▸ **PROBLEM STATEMENT**
Reproduce the line that contains "pin: the calm" and every line after it through the end of the records, exactly, with nothing added.
** BEGIN EXERCISE INPUTS **
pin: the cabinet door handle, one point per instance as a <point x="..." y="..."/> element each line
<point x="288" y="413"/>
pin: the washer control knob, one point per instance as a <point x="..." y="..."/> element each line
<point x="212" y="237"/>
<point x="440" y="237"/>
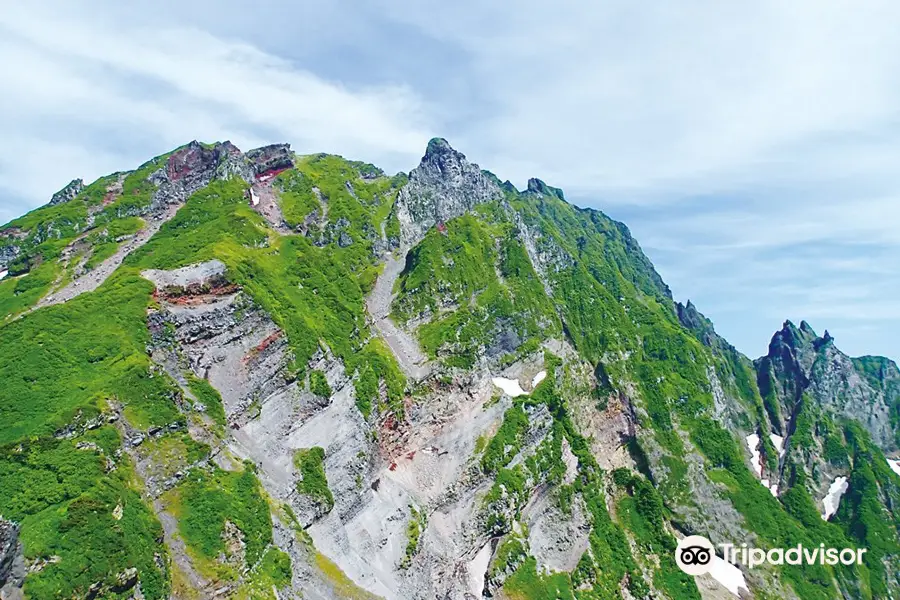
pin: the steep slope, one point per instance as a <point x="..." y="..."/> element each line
<point x="304" y="378"/>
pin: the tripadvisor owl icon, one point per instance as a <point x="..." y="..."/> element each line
<point x="694" y="555"/>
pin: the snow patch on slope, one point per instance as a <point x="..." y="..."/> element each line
<point x="753" y="444"/>
<point x="728" y="575"/>
<point x="833" y="497"/>
<point x="778" y="442"/>
<point x="894" y="465"/>
<point x="477" y="570"/>
<point x="509" y="386"/>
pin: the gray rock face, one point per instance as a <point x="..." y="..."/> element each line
<point x="193" y="167"/>
<point x="270" y="158"/>
<point x="8" y="254"/>
<point x="72" y="189"/>
<point x="9" y="549"/>
<point x="444" y="185"/>
<point x="866" y="389"/>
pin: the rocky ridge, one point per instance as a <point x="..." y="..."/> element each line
<point x="559" y="420"/>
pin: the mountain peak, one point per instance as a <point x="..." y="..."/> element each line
<point x="444" y="185"/>
<point x="537" y="186"/>
<point x="438" y="146"/>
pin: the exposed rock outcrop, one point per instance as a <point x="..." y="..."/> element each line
<point x="268" y="159"/>
<point x="444" y="185"/>
<point x="866" y="389"/>
<point x="72" y="189"/>
<point x="12" y="564"/>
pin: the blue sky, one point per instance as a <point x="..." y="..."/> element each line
<point x="752" y="148"/>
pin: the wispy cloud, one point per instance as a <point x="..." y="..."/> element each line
<point x="85" y="95"/>
<point x="751" y="148"/>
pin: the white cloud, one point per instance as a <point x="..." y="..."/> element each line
<point x="156" y="88"/>
<point x="751" y="148"/>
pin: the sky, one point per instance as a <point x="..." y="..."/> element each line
<point x="753" y="149"/>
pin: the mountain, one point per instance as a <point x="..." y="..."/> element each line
<point x="254" y="374"/>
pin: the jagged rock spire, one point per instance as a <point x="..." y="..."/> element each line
<point x="444" y="185"/>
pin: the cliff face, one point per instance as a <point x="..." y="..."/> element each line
<point x="273" y="376"/>
<point x="444" y="185"/>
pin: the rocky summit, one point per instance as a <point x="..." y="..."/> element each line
<point x="255" y="374"/>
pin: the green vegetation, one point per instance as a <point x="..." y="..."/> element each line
<point x="455" y="267"/>
<point x="507" y="441"/>
<point x="205" y="500"/>
<point x="526" y="584"/>
<point x="641" y="510"/>
<point x="273" y="572"/>
<point x="414" y="529"/>
<point x="318" y="384"/>
<point x="509" y="555"/>
<point x="67" y="504"/>
<point x="209" y="396"/>
<point x="316" y="295"/>
<point x="313" y="483"/>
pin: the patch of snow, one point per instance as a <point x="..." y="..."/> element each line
<point x="753" y="444"/>
<point x="894" y="465"/>
<point x="477" y="570"/>
<point x="833" y="498"/>
<point x="509" y="386"/>
<point x="728" y="575"/>
<point x="778" y="442"/>
<point x="772" y="487"/>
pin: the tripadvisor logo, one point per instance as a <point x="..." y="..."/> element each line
<point x="695" y="555"/>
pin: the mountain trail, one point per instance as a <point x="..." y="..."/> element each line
<point x="92" y="279"/>
<point x="411" y="358"/>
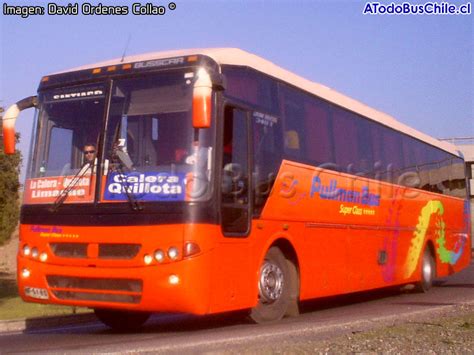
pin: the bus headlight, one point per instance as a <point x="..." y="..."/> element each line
<point x="159" y="255"/>
<point x="26" y="250"/>
<point x="173" y="279"/>
<point x="34" y="253"/>
<point x="25" y="273"/>
<point x="173" y="253"/>
<point x="43" y="257"/>
<point x="147" y="259"/>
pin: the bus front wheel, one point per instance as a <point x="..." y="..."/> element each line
<point x="121" y="320"/>
<point x="428" y="272"/>
<point x="277" y="288"/>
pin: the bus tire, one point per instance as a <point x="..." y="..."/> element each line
<point x="428" y="272"/>
<point x="277" y="289"/>
<point x="121" y="320"/>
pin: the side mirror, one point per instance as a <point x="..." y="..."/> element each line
<point x="9" y="120"/>
<point x="202" y="93"/>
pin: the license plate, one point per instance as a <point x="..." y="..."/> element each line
<point x="34" y="292"/>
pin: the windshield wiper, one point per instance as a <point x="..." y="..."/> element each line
<point x="122" y="159"/>
<point x="65" y="192"/>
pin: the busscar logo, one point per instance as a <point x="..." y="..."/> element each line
<point x="79" y="94"/>
<point x="158" y="63"/>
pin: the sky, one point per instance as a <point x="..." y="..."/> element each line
<point x="417" y="68"/>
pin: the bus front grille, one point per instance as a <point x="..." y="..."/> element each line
<point x="89" y="250"/>
<point x="96" y="289"/>
<point x="69" y="250"/>
<point x="118" y="251"/>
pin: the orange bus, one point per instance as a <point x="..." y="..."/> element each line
<point x="211" y="180"/>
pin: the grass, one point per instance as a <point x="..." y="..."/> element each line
<point x="13" y="307"/>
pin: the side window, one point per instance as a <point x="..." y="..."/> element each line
<point x="345" y="140"/>
<point x="292" y="108"/>
<point x="267" y="153"/>
<point x="318" y="131"/>
<point x="235" y="177"/>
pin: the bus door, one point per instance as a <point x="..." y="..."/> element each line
<point x="232" y="275"/>
<point x="235" y="176"/>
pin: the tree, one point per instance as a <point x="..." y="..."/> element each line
<point x="9" y="185"/>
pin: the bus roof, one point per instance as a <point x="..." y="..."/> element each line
<point x="235" y="56"/>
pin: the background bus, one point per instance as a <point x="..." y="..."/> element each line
<point x="223" y="182"/>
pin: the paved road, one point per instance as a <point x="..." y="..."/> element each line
<point x="320" y="320"/>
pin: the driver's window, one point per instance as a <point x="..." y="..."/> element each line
<point x="235" y="176"/>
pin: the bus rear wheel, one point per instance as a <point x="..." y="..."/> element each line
<point x="277" y="289"/>
<point x="428" y="272"/>
<point x="121" y="320"/>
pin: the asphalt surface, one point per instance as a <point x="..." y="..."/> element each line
<point x="322" y="319"/>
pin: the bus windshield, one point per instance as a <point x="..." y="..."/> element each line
<point x="150" y="150"/>
<point x="163" y="158"/>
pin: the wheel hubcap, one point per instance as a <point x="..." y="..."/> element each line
<point x="427" y="270"/>
<point x="271" y="283"/>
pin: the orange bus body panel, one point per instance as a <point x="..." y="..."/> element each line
<point x="348" y="233"/>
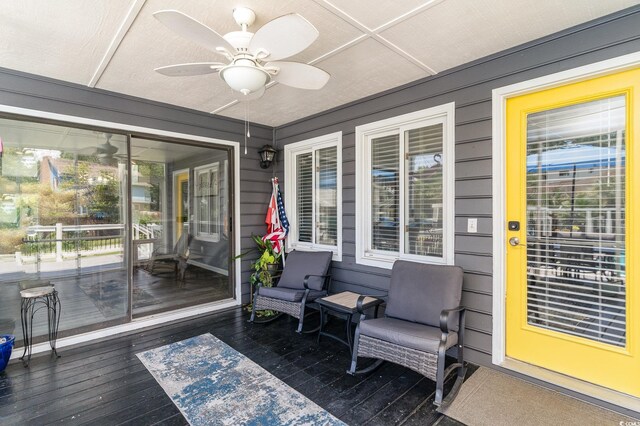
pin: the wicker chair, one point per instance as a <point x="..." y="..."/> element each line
<point x="171" y="261"/>
<point x="422" y="320"/>
<point x="305" y="278"/>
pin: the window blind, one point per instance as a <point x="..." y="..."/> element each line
<point x="304" y="202"/>
<point x="326" y="196"/>
<point x="576" y="280"/>
<point x="385" y="193"/>
<point x="423" y="216"/>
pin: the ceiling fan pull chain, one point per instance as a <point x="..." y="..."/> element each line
<point x="246" y="128"/>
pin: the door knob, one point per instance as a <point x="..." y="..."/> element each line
<point x="515" y="241"/>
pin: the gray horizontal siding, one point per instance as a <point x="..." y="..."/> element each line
<point x="469" y="86"/>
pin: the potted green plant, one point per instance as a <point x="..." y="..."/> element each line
<point x="265" y="267"/>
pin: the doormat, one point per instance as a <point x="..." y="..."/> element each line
<point x="490" y="397"/>
<point x="110" y="297"/>
<point x="213" y="384"/>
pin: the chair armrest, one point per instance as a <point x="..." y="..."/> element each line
<point x="445" y="316"/>
<point x="306" y="279"/>
<point x="360" y="301"/>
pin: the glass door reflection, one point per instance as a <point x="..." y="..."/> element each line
<point x="180" y="209"/>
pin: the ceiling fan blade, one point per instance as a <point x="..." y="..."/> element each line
<point x="251" y="96"/>
<point x="198" y="68"/>
<point x="299" y="75"/>
<point x="193" y="30"/>
<point x="283" y="37"/>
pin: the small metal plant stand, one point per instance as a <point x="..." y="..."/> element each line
<point x="34" y="299"/>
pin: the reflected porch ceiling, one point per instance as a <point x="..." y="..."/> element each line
<point x="367" y="46"/>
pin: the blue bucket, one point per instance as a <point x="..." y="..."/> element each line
<point x="5" y="350"/>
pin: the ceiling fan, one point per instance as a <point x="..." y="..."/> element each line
<point x="253" y="59"/>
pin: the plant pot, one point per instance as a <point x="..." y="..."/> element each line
<point x="5" y="350"/>
<point x="272" y="268"/>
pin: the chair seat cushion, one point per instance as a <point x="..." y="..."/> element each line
<point x="289" y="294"/>
<point x="405" y="333"/>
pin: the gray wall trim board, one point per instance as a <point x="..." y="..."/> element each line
<point x="470" y="87"/>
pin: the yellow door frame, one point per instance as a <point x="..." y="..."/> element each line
<point x="578" y="357"/>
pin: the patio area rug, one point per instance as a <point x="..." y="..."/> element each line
<point x="490" y="397"/>
<point x="213" y="384"/>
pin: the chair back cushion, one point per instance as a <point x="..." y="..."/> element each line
<point x="419" y="292"/>
<point x="302" y="263"/>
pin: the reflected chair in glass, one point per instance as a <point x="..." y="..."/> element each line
<point x="304" y="279"/>
<point x="175" y="261"/>
<point x="423" y="319"/>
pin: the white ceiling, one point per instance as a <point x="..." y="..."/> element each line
<point x="367" y="46"/>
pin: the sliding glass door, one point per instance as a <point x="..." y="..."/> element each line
<point x="180" y="220"/>
<point x="63" y="212"/>
<point x="122" y="226"/>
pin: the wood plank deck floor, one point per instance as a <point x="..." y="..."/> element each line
<point x="104" y="383"/>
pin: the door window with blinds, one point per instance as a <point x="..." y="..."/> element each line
<point x="576" y="220"/>
<point x="405" y="183"/>
<point x="313" y="194"/>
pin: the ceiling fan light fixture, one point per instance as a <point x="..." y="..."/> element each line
<point x="245" y="79"/>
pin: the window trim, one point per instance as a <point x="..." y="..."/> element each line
<point x="214" y="236"/>
<point x="444" y="114"/>
<point x="290" y="185"/>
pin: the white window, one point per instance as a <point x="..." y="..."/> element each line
<point x="313" y="192"/>
<point x="207" y="202"/>
<point x="405" y="188"/>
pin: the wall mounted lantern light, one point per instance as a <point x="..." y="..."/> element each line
<point x="267" y="156"/>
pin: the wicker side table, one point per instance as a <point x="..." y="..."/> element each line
<point x="343" y="305"/>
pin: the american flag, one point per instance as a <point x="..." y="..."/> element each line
<point x="276" y="233"/>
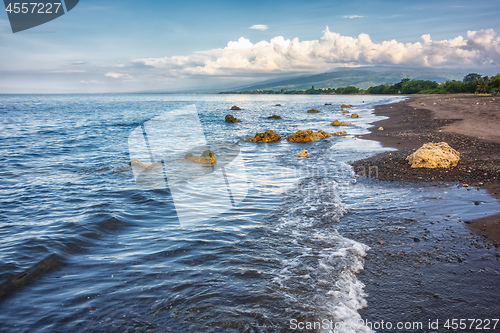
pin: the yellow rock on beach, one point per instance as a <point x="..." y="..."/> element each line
<point x="434" y="155"/>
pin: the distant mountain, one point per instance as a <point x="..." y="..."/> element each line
<point x="360" y="77"/>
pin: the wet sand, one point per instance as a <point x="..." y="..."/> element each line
<point x="469" y="123"/>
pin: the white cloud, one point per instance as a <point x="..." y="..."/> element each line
<point x="352" y="16"/>
<point x="121" y="76"/>
<point x="261" y="27"/>
<point x="280" y="55"/>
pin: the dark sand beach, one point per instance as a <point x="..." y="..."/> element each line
<point x="435" y="270"/>
<point x="468" y="123"/>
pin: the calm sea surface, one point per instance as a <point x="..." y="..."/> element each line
<point x="66" y="188"/>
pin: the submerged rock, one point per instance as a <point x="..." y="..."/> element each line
<point x="232" y="119"/>
<point x="267" y="136"/>
<point x="339" y="123"/>
<point x="207" y="157"/>
<point x="306" y="136"/>
<point x="434" y="155"/>
<point x="136" y="163"/>
<point x="274" y="116"/>
<point x="303" y="153"/>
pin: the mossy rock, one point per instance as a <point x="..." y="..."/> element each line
<point x="232" y="119"/>
<point x="207" y="157"/>
<point x="267" y="136"/>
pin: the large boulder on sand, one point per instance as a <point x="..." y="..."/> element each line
<point x="434" y="155"/>
<point x="306" y="136"/>
<point x="232" y="119"/>
<point x="207" y="157"/>
<point x="267" y="136"/>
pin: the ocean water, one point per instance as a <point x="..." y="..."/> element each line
<point x="128" y="264"/>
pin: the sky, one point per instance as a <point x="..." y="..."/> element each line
<point x="123" y="46"/>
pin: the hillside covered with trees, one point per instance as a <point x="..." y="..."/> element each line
<point x="471" y="83"/>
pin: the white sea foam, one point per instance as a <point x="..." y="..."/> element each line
<point x="322" y="274"/>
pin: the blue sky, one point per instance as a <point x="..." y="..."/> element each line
<point x="106" y="46"/>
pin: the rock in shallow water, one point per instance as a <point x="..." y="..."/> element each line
<point x="208" y="157"/>
<point x="267" y="136"/>
<point x="232" y="119"/>
<point x="303" y="153"/>
<point x="434" y="155"/>
<point x="306" y="136"/>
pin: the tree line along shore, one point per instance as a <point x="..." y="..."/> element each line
<point x="471" y="83"/>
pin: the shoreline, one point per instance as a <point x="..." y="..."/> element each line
<point x="468" y="123"/>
** END EXERCISE INPUTS **
▸ **FULL OUTPUT**
pin: the calm sea surface, one point per instance as a <point x="..." y="..."/> element each line
<point x="66" y="188"/>
pin: the submerged rock, one point per instance as a <point x="..." y="..."/> element each line
<point x="232" y="119"/>
<point x="267" y="136"/>
<point x="339" y="123"/>
<point x="207" y="157"/>
<point x="306" y="136"/>
<point x="434" y="155"/>
<point x="136" y="163"/>
<point x="274" y="116"/>
<point x="303" y="153"/>
pin: the mossy rock, one point per instance as a <point x="..." y="..."/> element each line
<point x="232" y="119"/>
<point x="207" y="157"/>
<point x="267" y="136"/>
pin: the large boulder on sand, one point per instance as a <point x="..." y="..."/> element each line
<point x="434" y="155"/>
<point x="306" y="136"/>
<point x="232" y="119"/>
<point x="207" y="157"/>
<point x="267" y="136"/>
pin: the ocean water, one point per instance as a <point x="..." y="..."/> element each line
<point x="128" y="264"/>
pin: the sky, one point per instance as a <point x="..." y="..."/> element each line
<point x="123" y="46"/>
pin: the hillside covered with trees, one point per instance as a <point x="..." y="..."/> element each line
<point x="471" y="83"/>
pin: the white sea foam, one point per instance as a <point x="..." y="..."/> element each line
<point x="322" y="274"/>
pin: the blue sky, one point per instance as a <point x="..." y="..."/> element each line
<point x="106" y="46"/>
pin: the rock in shallow water, one point per instance as a <point x="..." y="..."/> element each line
<point x="208" y="157"/>
<point x="267" y="136"/>
<point x="232" y="119"/>
<point x="303" y="153"/>
<point x="434" y="155"/>
<point x="306" y="136"/>
pin: the tree line along shore, one point per instance as a <point x="..." y="..."/> element each line
<point x="471" y="83"/>
pin: the shoreline, one point per instance as a <point x="..." y="..."/> element each line
<point x="468" y="123"/>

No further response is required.